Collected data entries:
========================================
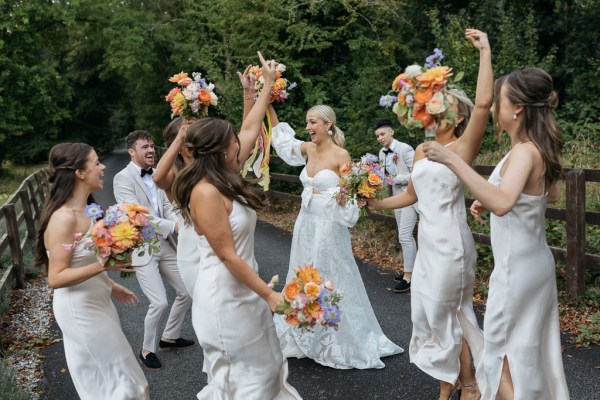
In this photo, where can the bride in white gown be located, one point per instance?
(321, 238)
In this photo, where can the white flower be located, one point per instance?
(413, 71)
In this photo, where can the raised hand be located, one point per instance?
(245, 80)
(478, 38)
(477, 210)
(268, 70)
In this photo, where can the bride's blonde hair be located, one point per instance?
(327, 114)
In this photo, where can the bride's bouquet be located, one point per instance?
(191, 97)
(419, 95)
(259, 160)
(309, 301)
(125, 228)
(360, 181)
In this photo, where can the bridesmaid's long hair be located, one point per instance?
(169, 135)
(532, 88)
(64, 160)
(207, 140)
(326, 114)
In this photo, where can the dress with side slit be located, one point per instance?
(521, 322)
(443, 277)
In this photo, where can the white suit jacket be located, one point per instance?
(128, 186)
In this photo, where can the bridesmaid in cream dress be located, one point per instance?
(444, 323)
(232, 306)
(100, 360)
(522, 352)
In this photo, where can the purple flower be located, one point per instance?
(434, 59)
(387, 100)
(94, 211)
(148, 232)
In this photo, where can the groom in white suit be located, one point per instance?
(134, 184)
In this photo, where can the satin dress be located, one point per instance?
(100, 359)
(443, 277)
(235, 327)
(321, 238)
(521, 321)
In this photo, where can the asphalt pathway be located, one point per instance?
(181, 376)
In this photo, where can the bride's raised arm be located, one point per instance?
(290, 149)
(253, 121)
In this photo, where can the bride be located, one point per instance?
(321, 238)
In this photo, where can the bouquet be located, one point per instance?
(360, 180)
(191, 97)
(420, 95)
(125, 227)
(308, 301)
(259, 160)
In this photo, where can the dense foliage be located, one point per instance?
(87, 70)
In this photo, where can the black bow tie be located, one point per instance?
(148, 171)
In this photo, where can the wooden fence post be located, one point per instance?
(575, 207)
(12, 228)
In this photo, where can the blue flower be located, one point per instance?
(148, 232)
(387, 100)
(434, 59)
(94, 211)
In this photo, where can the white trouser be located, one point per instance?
(150, 278)
(406, 218)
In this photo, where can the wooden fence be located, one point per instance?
(574, 213)
(20, 212)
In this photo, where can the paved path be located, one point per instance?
(181, 377)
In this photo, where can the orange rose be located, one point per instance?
(374, 179)
(291, 290)
(344, 169)
(312, 290)
(423, 95)
(176, 78)
(204, 96)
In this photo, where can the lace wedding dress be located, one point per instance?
(100, 360)
(321, 238)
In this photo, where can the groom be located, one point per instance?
(134, 184)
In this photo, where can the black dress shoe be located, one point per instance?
(150, 361)
(402, 287)
(180, 343)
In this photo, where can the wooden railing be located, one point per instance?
(574, 213)
(21, 211)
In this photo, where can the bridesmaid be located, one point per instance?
(522, 353)
(100, 360)
(232, 306)
(444, 324)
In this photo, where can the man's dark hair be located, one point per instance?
(383, 123)
(135, 136)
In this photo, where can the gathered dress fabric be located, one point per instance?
(321, 238)
(443, 277)
(100, 359)
(521, 322)
(234, 325)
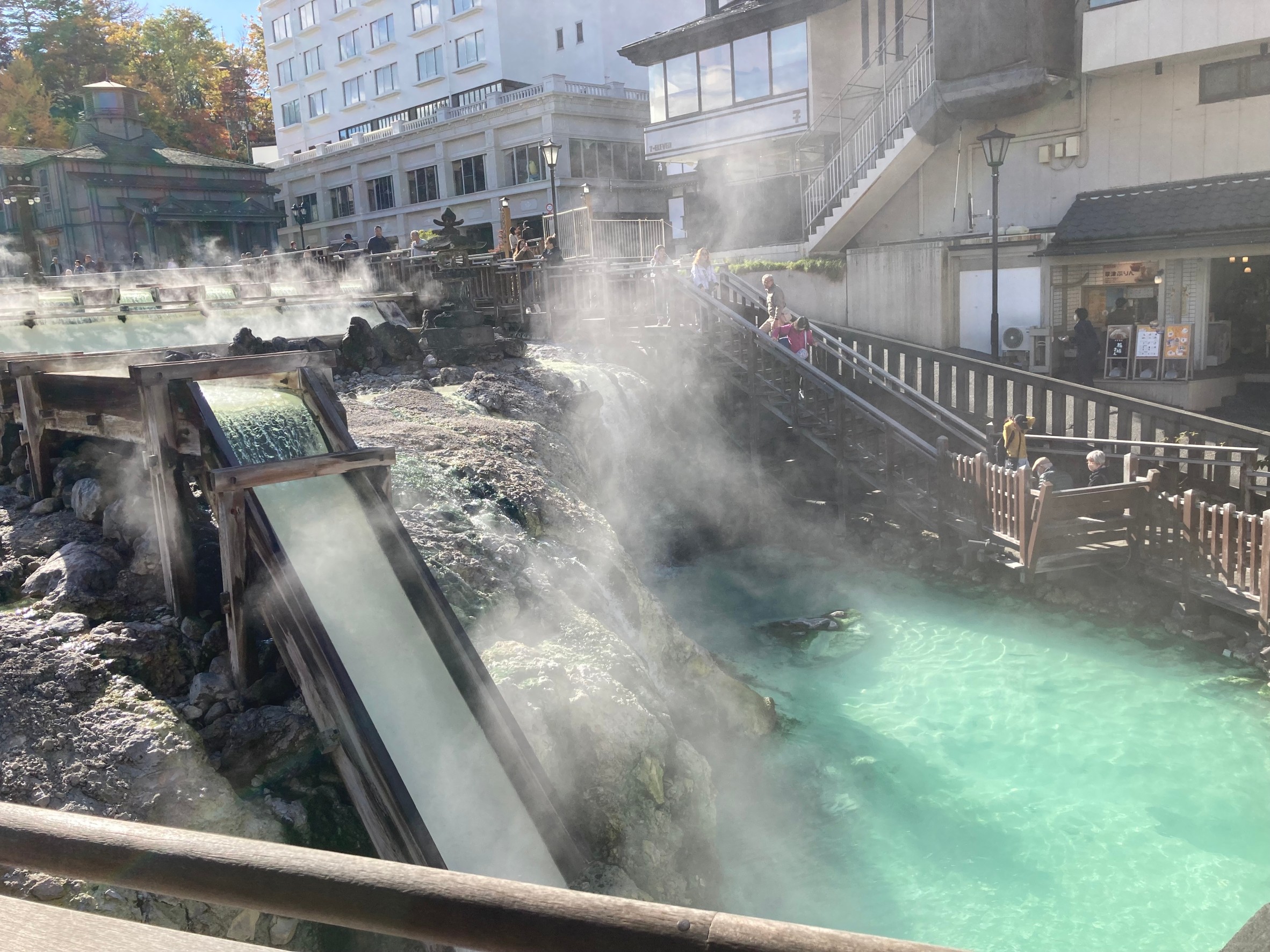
========================================
_Exercise_. Render the part of the records that runs from the line containing "In this photo, where can the gathered" through the end of the records, both ends included, as a numbered list, leaving out blank lines. Leave the pictures out of the answer.

_Exercise response_.
1. In this photo, where can the gathered dress fabric be located, one point per instance?
2. (321, 238)
3. (443, 277)
4. (100, 359)
5. (521, 322)
6. (234, 325)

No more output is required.